Nelle voci seguenti rinomina "Target" in "Oggetto" e riscrivile per intero senza altre modifiche.
######
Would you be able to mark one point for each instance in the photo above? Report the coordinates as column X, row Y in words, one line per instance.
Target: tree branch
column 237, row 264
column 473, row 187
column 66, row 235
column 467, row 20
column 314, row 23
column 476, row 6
######
Risposta ▸
Would you be able to mark one point for each instance in the photo above? Report the coordinates as column X, row Y in words, one line per instance.
Oggetto: tree branch
column 237, row 264
column 473, row 187
column 66, row 235
column 467, row 20
column 314, row 23
column 476, row 6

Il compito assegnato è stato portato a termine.